Referring expression pointing data:
○ ○ ○ ○ ○ ○ ○

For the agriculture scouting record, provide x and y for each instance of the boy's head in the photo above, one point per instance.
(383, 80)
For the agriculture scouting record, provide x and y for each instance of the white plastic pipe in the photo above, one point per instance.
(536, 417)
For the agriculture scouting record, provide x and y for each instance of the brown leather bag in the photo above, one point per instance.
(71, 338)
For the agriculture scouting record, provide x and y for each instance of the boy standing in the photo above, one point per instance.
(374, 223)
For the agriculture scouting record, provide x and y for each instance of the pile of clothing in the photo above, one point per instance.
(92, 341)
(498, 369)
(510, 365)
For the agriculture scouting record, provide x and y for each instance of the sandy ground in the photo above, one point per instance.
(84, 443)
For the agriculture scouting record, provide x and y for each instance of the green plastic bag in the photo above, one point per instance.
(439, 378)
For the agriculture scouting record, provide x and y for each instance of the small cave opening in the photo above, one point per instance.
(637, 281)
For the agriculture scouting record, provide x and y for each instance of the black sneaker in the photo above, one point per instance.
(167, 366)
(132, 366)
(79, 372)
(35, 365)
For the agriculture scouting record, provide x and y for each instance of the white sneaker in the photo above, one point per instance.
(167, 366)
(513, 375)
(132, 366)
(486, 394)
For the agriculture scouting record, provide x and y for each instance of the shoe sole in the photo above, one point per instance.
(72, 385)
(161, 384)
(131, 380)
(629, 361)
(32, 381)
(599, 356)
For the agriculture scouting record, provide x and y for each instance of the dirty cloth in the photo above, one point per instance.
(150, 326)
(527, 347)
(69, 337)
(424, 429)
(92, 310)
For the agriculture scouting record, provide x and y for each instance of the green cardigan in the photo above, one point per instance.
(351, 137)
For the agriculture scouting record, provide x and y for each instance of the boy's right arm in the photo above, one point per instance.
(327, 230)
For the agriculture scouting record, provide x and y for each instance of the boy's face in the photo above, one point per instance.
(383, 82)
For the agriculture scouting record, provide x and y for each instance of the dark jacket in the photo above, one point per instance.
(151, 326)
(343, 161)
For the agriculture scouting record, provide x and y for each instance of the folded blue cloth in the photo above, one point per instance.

○ ○ ○ ○ ○ ○ ○

WORK REQUIRED
Set the lines down exactly as they stand, beginning at the one that contains "of the dark" and stopping after the last line of the entries above.

SOLVED PROBLEM
For the agriculture scouting record, provide x and y for each instance of the dark jacket in the photo above, one point per instance.
(151, 326)
(343, 161)
For the agriculture scouting record, provide x and y for each instance of the folded blue cloth in the photo above, one point per instance.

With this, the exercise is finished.